### Document segment
:::

Connecting devices implies building devices that are designed specifically to work within a closed ecosystem, to report back to some central hub that manages the relationship with the purpose-built device. Interconnected devices are designed in such a way that they can learn to collaborate with devices they were never designed to work with and react to events of interest to them.

So what will this look like? For one possible scenario, let’s start with the ubiquitous “smart fridge” example and expand this to look at the way we buy our food. There has been talk for years about how fridges will be telling us about the contents, how old they are, whether anything in them has been reserved for a special meal, what is on the shopping list etc. Even to the idea of placing automatic orders with the food suppliers, but what if we want to still be involved in the physical purchasing process, how will the Internet of Things, with interconnected devices work in that scenario? Here’s a chain of steps involved:

  1. Assuming our fridge is the central point for our shopping list, and we want to physically do the shopping ourselves, we can tap the fridge with our phones and the shopping list will be transferred to the phone.
  2. The fridge or our phone can tell us how busy the nearby supermarkets currently are, and based on regular shopping patterns, how many people will likely be there at certain times in the immediate future. Sensors in the checkout will let us know what the average time is for people to be cleared. Any specials that we regularly buy will be listed for us to help make the decision about which store to visit.

:::

### Point annotations for photos
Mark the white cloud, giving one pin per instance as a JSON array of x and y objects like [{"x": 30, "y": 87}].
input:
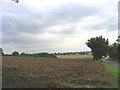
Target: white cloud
[{"x": 56, "y": 25}]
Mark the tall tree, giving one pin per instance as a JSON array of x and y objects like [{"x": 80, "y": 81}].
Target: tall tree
[{"x": 99, "y": 46}]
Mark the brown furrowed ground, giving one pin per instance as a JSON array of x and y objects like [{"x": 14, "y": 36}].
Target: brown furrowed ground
[{"x": 33, "y": 72}]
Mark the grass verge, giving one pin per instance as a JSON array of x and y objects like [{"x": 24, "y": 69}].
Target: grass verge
[{"x": 111, "y": 76}]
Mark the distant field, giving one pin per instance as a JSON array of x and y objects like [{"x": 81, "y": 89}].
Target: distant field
[
  {"x": 74, "y": 56},
  {"x": 35, "y": 72}
]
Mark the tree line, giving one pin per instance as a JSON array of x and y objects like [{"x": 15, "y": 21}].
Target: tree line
[
  {"x": 16, "y": 53},
  {"x": 101, "y": 47}
]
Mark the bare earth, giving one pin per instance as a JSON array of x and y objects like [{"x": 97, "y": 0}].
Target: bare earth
[{"x": 33, "y": 72}]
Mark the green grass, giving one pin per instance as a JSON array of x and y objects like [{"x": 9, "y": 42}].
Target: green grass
[{"x": 112, "y": 75}]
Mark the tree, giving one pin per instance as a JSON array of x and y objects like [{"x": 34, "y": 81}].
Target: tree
[
  {"x": 23, "y": 54},
  {"x": 15, "y": 53},
  {"x": 113, "y": 51},
  {"x": 99, "y": 46}
]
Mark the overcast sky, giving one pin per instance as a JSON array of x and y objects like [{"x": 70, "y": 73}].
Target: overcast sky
[{"x": 56, "y": 25}]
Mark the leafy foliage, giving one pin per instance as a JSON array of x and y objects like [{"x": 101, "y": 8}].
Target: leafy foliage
[{"x": 99, "y": 46}]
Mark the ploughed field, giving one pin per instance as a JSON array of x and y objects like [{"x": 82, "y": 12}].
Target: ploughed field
[{"x": 35, "y": 72}]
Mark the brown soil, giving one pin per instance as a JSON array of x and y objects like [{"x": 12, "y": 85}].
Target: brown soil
[{"x": 33, "y": 72}]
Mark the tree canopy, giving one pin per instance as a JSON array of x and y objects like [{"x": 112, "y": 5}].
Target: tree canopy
[{"x": 99, "y": 46}]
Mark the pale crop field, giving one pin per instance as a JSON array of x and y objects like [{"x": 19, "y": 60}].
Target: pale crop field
[{"x": 74, "y": 56}]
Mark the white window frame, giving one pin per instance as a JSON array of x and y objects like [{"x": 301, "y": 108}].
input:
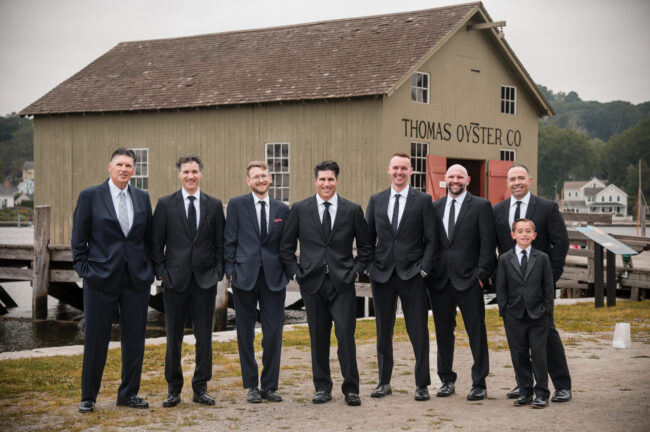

:::

### Your goal
For each statement below, say yes or no to whether it agrees with the passage on interconnected devices, and quote the words of the passage that decide it.
1. Interconnected devices are built to work only with the devices they were designed for.
2. Tapping the fridge with a phone moves the shopping list onto the phone.
3. Sensors in the checkout will report the average time for people to be cleared.

### Response to this exercise
1. No: "Interconnected devices are designed in such a way that they can learn to collaborate with devices they were never designed to work with"
2. Yes: "we can tap the fridge with our phones and the shopping list will be transferred to the phone"
3. Yes: "Sensors in the checkout will let us know what the average time is for people to be cleared"